EXERCISE BRIEF -
Locate, in the data below, the line that contains "Query: dark gray gate" and the line that contains "like [(534, 586)]."; reproduce exactly those two lines and every line between them, nothing more.
· · · · · · ·
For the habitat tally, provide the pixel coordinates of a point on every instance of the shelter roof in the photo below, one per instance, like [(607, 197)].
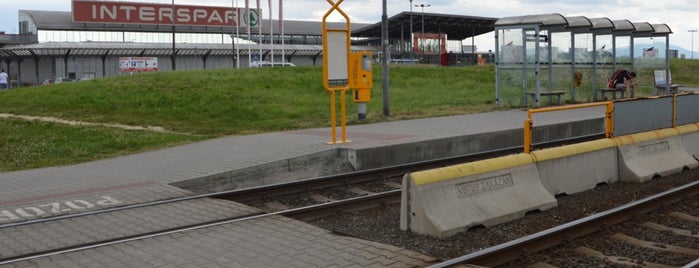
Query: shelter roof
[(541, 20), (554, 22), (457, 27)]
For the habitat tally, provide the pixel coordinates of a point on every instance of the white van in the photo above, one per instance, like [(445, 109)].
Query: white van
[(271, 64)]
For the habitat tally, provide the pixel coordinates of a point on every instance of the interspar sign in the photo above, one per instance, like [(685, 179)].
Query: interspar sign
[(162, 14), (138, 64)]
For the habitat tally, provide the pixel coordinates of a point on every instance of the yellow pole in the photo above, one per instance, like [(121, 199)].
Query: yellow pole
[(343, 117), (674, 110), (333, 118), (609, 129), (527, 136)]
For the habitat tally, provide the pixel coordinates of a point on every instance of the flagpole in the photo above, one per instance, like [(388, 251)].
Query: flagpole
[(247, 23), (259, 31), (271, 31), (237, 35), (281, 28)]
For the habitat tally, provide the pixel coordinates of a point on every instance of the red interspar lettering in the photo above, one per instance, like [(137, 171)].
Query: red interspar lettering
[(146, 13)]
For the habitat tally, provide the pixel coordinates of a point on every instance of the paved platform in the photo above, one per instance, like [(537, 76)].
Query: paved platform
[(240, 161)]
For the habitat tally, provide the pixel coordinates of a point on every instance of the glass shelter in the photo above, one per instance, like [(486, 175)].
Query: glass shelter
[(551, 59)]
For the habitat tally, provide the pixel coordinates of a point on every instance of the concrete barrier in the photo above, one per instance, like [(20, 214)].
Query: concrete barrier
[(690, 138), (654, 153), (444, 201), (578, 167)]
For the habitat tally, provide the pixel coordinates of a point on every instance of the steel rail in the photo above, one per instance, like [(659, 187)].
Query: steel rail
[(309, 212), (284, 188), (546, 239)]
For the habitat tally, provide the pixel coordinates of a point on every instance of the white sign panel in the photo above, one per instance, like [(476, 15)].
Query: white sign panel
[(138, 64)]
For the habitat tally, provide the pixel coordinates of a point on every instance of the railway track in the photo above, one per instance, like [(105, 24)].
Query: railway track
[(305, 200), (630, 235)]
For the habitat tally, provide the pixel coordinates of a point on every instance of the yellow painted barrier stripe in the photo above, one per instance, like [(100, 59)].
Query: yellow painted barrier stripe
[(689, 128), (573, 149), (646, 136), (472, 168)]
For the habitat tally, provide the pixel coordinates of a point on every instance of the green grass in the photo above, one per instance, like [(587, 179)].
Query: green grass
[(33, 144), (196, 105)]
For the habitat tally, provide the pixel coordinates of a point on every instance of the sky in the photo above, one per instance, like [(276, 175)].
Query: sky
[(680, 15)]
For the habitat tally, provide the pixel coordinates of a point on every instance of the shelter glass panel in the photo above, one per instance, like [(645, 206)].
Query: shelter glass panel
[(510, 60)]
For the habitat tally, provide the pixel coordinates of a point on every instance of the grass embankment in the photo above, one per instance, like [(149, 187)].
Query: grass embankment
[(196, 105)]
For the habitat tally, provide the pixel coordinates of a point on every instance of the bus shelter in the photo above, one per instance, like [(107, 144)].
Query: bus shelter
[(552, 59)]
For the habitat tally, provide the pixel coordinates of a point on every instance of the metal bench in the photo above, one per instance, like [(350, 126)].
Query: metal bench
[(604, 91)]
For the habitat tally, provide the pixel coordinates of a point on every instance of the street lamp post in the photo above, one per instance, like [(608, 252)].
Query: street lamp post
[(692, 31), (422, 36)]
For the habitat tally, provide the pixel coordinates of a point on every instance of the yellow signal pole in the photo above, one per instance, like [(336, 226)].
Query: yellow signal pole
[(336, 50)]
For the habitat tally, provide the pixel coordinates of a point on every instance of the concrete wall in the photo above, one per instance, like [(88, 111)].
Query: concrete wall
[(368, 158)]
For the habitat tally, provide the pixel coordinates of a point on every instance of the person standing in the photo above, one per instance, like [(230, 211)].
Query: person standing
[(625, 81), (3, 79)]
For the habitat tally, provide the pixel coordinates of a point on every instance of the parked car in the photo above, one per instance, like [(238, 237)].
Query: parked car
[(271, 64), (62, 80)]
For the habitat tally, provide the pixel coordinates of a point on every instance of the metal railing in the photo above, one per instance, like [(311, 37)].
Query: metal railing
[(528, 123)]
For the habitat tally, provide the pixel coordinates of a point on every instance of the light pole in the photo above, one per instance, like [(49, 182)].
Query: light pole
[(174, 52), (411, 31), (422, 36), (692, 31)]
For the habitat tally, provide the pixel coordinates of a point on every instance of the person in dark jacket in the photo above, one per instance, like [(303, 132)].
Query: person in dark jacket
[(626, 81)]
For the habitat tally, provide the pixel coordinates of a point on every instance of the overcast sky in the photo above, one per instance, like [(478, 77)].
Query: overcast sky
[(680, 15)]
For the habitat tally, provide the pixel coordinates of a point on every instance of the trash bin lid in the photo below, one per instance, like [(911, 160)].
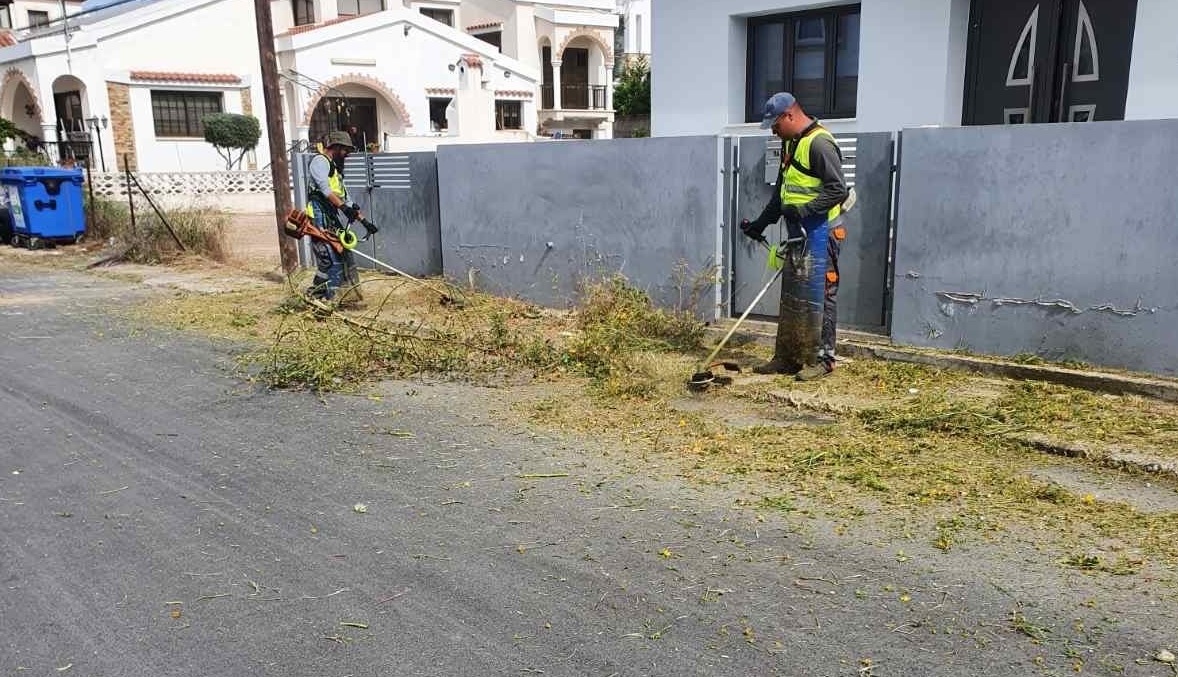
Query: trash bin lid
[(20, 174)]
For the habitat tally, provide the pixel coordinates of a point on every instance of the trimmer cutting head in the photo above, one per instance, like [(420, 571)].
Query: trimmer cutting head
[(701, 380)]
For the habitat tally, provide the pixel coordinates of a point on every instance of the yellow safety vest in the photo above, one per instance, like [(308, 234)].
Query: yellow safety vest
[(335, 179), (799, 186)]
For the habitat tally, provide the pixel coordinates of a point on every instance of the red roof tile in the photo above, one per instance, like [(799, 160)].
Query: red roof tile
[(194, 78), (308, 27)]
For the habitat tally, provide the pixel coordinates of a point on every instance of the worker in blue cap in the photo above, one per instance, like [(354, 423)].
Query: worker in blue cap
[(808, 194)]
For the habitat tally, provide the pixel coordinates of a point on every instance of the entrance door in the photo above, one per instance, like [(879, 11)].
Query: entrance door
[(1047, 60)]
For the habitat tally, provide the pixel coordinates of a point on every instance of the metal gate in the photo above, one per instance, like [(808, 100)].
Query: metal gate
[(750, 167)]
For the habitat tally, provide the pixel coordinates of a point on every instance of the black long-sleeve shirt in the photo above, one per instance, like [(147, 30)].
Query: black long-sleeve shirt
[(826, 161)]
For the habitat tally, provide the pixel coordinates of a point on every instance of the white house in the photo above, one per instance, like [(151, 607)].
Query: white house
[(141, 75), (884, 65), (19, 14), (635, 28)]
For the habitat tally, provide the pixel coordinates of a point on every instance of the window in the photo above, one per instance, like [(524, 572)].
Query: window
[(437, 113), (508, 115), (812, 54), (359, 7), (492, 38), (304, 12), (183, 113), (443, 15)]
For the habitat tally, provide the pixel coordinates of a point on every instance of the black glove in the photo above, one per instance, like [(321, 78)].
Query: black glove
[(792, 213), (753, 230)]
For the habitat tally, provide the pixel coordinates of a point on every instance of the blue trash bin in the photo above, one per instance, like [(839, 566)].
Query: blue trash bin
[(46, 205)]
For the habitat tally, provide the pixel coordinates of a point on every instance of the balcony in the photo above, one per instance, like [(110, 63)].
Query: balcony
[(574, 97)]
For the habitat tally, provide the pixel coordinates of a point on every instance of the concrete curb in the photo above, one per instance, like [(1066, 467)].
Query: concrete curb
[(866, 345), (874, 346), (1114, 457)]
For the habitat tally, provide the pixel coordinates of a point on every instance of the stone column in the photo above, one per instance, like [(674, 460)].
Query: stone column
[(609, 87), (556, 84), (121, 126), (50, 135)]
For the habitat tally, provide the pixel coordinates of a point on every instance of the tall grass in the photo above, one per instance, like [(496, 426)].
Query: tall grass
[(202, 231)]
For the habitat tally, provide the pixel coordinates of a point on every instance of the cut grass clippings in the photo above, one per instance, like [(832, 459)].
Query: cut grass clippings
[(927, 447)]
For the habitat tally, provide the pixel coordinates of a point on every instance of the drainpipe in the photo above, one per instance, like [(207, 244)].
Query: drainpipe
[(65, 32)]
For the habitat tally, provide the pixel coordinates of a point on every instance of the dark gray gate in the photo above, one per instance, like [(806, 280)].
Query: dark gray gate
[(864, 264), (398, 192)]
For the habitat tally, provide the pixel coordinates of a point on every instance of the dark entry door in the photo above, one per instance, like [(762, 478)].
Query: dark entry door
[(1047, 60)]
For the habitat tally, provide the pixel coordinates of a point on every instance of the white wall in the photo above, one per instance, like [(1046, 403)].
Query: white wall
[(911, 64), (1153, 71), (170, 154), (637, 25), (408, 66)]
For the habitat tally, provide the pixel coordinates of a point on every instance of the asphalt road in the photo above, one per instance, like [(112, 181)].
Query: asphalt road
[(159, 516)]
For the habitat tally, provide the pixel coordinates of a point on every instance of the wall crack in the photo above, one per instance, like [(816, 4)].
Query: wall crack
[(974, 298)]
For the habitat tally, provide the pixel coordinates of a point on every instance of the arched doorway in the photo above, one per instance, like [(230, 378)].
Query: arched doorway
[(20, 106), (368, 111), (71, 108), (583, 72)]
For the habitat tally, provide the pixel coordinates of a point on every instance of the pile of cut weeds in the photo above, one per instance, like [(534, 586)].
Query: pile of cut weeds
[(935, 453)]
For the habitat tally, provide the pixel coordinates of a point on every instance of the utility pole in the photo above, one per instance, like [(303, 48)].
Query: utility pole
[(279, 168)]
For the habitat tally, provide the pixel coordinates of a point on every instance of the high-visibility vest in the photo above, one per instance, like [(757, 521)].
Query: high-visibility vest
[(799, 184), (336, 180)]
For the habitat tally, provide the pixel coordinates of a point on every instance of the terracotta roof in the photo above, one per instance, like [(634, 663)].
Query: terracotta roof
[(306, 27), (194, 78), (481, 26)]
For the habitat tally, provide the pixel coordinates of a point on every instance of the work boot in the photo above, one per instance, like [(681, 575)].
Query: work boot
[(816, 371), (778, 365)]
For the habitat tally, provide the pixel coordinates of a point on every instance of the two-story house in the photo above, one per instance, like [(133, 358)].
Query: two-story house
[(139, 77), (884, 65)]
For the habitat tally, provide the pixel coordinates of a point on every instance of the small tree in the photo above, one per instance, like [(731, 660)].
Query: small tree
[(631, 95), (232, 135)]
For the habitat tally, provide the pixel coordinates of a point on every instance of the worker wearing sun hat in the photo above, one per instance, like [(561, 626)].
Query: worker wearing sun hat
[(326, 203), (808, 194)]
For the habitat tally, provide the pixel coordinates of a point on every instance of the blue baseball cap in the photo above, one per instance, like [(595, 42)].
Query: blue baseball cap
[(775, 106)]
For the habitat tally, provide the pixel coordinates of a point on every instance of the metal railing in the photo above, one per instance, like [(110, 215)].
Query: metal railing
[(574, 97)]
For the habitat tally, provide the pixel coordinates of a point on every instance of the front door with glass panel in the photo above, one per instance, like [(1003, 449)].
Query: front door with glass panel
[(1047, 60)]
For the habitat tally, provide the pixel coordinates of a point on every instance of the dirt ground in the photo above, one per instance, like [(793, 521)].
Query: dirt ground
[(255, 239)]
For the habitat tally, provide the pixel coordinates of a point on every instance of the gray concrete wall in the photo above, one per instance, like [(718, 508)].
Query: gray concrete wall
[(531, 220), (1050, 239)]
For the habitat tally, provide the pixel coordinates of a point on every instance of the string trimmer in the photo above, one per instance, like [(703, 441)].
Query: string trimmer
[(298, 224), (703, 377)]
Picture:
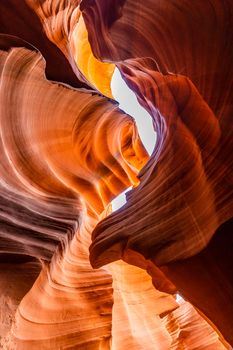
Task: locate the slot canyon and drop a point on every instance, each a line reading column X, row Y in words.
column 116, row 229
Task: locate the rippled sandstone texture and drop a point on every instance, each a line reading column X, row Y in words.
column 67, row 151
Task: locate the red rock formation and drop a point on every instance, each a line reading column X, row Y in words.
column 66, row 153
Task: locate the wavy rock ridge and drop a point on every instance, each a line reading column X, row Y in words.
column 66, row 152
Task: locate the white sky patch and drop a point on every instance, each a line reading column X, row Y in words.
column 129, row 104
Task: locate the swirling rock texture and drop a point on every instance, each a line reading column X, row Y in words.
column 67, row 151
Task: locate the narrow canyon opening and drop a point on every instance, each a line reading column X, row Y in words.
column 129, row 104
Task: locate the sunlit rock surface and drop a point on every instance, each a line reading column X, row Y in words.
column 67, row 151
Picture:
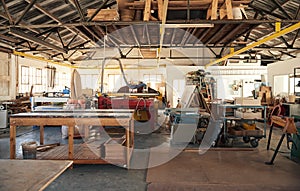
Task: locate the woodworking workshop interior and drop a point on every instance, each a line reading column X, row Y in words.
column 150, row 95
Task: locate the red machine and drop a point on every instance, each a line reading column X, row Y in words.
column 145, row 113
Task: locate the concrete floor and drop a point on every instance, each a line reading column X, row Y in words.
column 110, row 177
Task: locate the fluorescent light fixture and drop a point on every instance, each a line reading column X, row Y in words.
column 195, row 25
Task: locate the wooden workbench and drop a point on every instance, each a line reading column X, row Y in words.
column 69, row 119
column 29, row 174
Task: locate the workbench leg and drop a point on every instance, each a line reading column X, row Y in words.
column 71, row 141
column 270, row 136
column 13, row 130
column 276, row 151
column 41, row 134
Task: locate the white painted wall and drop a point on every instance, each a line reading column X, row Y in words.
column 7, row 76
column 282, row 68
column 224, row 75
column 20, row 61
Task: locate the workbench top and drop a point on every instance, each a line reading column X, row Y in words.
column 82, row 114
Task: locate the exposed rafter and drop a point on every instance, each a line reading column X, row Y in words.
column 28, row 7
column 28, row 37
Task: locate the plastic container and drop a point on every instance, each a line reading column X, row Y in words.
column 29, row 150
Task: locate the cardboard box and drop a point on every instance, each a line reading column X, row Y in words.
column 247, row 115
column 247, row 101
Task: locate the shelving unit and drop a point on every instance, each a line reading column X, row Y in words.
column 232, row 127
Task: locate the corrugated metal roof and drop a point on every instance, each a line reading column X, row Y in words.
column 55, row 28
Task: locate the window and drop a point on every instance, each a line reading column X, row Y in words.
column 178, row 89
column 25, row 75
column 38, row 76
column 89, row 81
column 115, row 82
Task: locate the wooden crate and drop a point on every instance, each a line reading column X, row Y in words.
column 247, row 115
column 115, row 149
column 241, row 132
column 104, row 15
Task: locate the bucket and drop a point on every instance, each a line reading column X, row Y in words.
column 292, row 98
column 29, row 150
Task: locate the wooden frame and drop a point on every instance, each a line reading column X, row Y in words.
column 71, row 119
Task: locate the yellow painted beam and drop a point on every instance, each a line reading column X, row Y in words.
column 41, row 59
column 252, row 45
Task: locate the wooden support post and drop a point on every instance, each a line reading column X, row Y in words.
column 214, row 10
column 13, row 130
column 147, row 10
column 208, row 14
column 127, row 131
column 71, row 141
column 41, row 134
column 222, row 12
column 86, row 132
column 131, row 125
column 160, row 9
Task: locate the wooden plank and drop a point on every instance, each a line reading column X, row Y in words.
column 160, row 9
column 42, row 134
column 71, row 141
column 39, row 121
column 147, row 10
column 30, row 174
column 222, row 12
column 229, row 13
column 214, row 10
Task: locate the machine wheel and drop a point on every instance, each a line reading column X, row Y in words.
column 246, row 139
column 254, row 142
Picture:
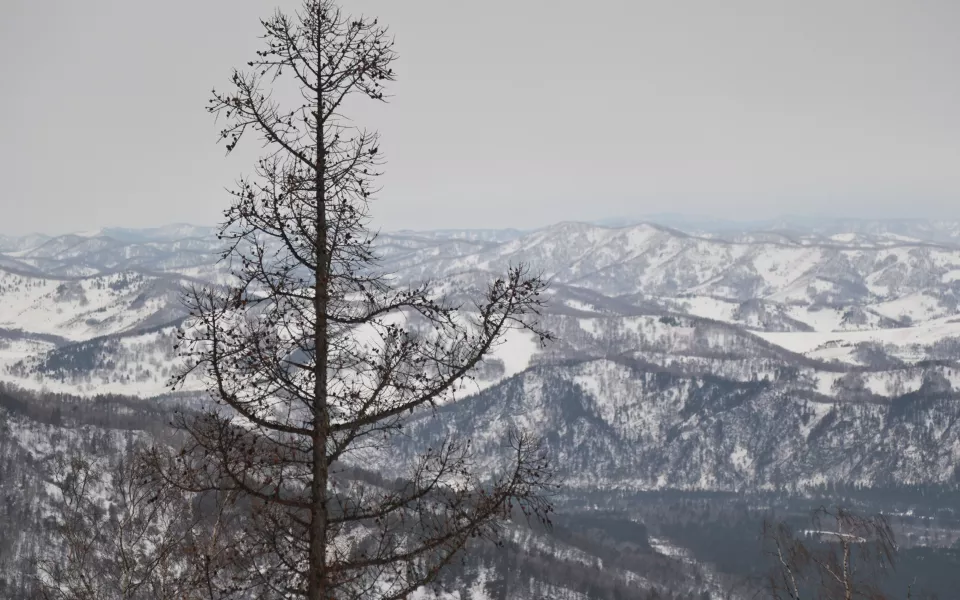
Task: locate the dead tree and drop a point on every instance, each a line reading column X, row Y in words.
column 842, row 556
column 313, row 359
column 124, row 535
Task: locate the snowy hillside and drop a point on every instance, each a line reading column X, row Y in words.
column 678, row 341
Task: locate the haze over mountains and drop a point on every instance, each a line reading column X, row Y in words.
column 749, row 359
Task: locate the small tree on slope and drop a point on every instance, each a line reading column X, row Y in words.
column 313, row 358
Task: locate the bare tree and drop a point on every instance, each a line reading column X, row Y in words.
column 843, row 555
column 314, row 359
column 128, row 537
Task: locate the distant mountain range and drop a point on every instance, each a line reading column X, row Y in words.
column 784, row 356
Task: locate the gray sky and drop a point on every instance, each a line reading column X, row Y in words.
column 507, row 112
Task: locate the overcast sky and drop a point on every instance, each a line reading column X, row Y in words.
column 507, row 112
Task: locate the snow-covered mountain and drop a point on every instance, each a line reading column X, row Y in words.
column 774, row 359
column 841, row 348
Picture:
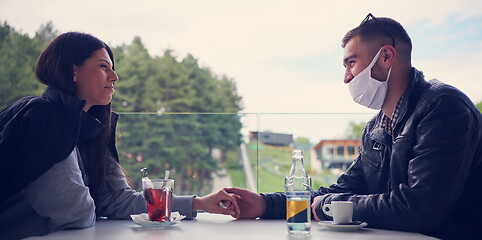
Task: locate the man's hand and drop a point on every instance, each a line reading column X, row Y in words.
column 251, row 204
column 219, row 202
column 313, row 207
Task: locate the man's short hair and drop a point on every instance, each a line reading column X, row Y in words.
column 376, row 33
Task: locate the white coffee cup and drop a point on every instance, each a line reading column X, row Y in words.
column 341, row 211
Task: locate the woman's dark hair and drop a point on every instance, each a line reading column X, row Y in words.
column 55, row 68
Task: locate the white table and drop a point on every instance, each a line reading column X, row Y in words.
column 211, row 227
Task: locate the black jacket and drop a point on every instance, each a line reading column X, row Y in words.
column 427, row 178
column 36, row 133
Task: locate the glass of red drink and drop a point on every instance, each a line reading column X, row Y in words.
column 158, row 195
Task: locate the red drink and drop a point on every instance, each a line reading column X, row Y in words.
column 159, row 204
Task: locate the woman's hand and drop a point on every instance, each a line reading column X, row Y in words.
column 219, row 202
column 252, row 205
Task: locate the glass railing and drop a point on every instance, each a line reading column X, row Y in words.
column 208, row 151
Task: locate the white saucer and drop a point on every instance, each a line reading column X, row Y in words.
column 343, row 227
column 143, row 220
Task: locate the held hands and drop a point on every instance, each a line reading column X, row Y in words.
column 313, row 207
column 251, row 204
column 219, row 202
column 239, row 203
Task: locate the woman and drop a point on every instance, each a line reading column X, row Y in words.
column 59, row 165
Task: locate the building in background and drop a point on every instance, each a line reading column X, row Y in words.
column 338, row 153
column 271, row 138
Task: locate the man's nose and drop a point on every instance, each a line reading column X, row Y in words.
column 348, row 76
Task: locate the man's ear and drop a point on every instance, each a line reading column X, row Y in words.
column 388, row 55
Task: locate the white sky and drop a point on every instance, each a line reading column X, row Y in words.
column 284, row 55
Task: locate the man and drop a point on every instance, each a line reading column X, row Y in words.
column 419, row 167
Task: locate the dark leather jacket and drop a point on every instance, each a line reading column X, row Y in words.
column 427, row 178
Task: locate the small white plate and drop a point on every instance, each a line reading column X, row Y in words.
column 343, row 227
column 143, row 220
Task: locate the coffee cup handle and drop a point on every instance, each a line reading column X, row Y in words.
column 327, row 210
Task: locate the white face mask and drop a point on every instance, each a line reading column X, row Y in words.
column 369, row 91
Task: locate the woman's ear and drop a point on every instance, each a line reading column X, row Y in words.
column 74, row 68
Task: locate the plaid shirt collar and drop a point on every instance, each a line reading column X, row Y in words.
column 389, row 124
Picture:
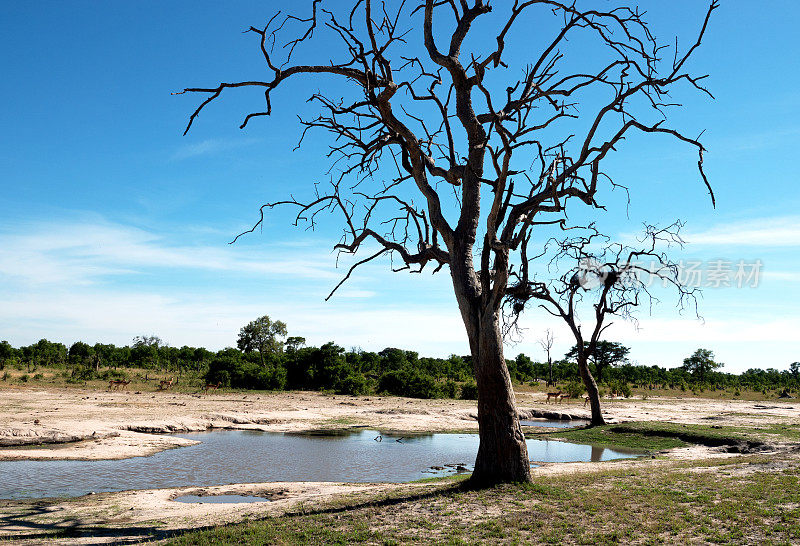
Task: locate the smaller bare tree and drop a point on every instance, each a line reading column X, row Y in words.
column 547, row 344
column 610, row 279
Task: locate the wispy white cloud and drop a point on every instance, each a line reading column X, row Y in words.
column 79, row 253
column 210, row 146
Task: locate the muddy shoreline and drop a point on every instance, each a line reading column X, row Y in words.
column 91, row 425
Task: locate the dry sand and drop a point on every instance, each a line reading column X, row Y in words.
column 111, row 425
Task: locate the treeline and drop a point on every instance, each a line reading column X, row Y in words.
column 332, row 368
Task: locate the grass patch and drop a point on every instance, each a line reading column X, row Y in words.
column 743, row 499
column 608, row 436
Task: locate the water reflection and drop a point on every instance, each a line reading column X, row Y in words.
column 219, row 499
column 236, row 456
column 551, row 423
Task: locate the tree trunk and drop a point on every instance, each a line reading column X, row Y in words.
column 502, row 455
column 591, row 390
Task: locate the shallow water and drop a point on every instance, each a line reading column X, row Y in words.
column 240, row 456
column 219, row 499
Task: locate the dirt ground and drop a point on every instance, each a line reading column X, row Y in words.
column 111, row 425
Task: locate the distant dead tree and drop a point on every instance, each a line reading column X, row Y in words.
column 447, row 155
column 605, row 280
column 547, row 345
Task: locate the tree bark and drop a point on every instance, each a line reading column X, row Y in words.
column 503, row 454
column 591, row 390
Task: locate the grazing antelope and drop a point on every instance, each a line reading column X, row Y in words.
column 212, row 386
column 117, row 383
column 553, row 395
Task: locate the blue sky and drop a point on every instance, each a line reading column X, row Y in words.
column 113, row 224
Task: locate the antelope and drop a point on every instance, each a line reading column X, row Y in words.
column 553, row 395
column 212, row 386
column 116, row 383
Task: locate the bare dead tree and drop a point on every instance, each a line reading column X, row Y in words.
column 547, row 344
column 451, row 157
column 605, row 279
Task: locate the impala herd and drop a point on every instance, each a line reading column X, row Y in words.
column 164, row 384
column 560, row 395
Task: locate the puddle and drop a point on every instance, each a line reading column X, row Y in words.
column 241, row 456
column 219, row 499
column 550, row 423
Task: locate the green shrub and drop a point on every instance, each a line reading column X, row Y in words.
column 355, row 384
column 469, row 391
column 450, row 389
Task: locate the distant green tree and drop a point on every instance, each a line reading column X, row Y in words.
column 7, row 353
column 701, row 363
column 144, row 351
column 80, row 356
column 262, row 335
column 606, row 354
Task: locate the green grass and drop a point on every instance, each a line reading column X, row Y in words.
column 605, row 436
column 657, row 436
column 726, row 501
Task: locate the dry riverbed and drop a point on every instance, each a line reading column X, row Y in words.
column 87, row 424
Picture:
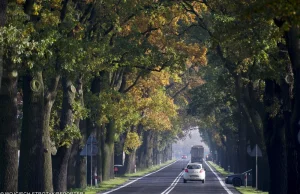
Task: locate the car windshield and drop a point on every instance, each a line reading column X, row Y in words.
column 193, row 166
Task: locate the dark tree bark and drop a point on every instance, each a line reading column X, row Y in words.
· · · · · · ·
EXERCISE OUTPUT -
Query: dark gray gate
[(864, 264), (398, 192)]
For the habitat tally, provide the pixel coordinates of a point on every instance of the dark entry door in the photo above, one per instance, like [(762, 478)].
Query: dark entry door
[(1047, 60)]
For the habitat tally, provide the pixel coordinates of a point on every instance of the white wall in the photo above, one per instance, like [(1046, 403)].
Query: white wall
[(911, 64), (1153, 71), (170, 154), (637, 25), (408, 66)]
For the habitat tally, provide the pixel coordinates of a point on every instance of the asphalt road in the photo above, one per instance, like [(112, 181)].
Query: asphalt road
[(159, 516)]
For the habitat tally, provide the pixel coordinates of a point on every instance of the wall crack in the photo above, one per instance, like [(816, 4)].
Query: wall crack
[(974, 298)]
For the habitat tally, provide the pixel coordinates of a point on every instance of the arched doorway in the photo above, one per instance, like [(230, 378)].
Query: arched doorway
[(20, 106), (368, 111), (71, 108), (583, 72)]
For the habitat tally, provide the pixel coordinates of a point on every instance of the pile of cut weeds in the photo above, one per instance, like [(534, 586)].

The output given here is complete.